Another marker of significant disease has been over expression of p16INK4a. In the NTCC if only women with over expression of p16 were referred for colposcopy, there was no increase in referral for colposcopy, but HPV testing still gave an improved sensitivity of 1.53 over cytology.3
Testing RNA of E6 and E7 has also shown promise, as levels increase with lesion severity. There is available a nucleic acid sequence-based amplification (NASBA) based assay detecting E6/E7 transcripts from the five most common HR HPV types (PreTect, HPV-Proofer, NorChip AS are some of these). Gen-Probe is currently developing the APTIMA® HPV Assay targeting E6/E7 mRNA from 14 HR HPV types.11
There are three principle technologies used for HR HPV DNA detection assays:
- hybridisation followed by signal amplification hybrid capture 2: RNA probe cocktail (HC2; Qiagen) invader technology: third-wave invader HPV test (Cervista);
- broad spectrum PCR DNA amplification with consensus primers or multiplex format (some labs have in-house PCRs; Abbott – Real time HPV test, Amplicor HPV & Linear Array HPV Genotyping); and
- in situ hybridisation (ISH) used for years for research into HPV (Ventana Inform the only commercially available and recommended for histological material only).13
The following HPV tests are available in Australia:
- Digene or Hybrid Capture® 2 (HC2) – used in the ALTS trial, there is a lack of internal control for input DNA and it does have some cross reactivity with low-risk types. It will not identify specific HPV types.
- In house PCR – this is the most sensitive technique, it allows for testing on samples with fewer cells. Contamination can be an issue. It is capable of type distinction. There is no external validation.
- Cervista (Hologic) FDA approved (invader technology) can distinguish HPV 16 and 18 from other high-risk types. There is internal control for input DNA,
- Abbott Real time HPV test (PCR) provides the most accurate type-specific measure of viral load,
- Roche Cobas 4800 HPV test – used in the Athena trial, it has an internal control and can identify HPV 16 and 18 infections.
The cervical screening program in Australia has been hugely successful; leading to the country having one of the lowest rates and mortality for cervical cancer in the world. However, our understanding of the disease, and the technologies available, has increased dramatically since the introduction of the screening program. We have fallen behind the rest of the world in embracing new technologies. Fortunately, a review of the entire cervical screening program has begun and it is likely that there will be great changes.

* Information supplied:
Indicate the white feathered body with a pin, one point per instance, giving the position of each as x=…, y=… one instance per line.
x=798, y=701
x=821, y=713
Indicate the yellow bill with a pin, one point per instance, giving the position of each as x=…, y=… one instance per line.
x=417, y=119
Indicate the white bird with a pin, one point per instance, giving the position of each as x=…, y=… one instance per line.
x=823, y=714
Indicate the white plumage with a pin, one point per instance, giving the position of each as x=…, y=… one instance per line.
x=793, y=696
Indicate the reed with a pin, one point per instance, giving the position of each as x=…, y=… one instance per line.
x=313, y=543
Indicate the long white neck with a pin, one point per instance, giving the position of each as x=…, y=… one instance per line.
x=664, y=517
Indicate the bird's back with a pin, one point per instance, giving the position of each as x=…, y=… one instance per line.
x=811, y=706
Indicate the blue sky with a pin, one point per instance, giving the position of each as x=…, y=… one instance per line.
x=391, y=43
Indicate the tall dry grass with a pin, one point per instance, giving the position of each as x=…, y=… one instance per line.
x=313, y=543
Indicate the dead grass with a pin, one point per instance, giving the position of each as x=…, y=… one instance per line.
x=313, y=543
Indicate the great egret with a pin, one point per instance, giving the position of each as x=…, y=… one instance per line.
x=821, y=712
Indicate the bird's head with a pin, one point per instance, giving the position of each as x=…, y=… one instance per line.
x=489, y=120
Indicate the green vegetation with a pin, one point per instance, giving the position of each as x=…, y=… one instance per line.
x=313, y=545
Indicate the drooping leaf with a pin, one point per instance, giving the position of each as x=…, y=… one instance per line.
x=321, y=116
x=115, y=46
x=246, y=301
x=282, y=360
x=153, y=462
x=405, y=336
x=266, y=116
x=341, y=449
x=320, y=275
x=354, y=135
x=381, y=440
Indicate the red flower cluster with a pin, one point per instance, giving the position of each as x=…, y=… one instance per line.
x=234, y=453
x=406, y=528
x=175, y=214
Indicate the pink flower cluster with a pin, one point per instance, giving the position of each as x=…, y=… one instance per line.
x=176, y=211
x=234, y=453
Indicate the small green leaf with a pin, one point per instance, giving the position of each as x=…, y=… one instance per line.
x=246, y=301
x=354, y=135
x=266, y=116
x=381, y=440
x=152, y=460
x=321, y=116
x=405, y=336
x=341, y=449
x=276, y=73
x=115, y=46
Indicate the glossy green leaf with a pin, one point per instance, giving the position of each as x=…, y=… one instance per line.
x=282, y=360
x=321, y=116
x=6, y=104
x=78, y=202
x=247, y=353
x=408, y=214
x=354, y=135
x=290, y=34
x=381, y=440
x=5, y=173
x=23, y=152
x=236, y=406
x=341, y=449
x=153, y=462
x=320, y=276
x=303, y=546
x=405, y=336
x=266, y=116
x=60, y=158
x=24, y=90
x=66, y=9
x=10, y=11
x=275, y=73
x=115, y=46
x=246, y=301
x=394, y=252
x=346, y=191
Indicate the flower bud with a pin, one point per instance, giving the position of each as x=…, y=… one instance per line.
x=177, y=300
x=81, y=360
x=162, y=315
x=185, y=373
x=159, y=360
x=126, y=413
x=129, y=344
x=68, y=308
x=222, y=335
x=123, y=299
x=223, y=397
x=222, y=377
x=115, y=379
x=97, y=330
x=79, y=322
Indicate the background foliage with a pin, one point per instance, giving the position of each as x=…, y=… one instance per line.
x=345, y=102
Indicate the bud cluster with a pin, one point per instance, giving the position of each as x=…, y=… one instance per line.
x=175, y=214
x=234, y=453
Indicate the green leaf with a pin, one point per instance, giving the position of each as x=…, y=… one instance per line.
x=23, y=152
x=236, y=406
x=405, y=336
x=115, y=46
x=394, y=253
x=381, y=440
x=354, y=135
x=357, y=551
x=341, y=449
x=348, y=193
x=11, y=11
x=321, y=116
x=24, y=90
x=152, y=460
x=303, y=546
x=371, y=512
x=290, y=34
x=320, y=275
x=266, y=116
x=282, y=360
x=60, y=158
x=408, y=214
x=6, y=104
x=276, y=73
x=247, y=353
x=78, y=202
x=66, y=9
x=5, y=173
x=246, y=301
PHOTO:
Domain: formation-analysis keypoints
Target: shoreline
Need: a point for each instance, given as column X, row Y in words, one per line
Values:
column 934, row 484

* What you need to do: In the passage on HPV testing, which test was used in the Athena trial?

* Finished exercise: The Roche Cobas 4800 HPV test.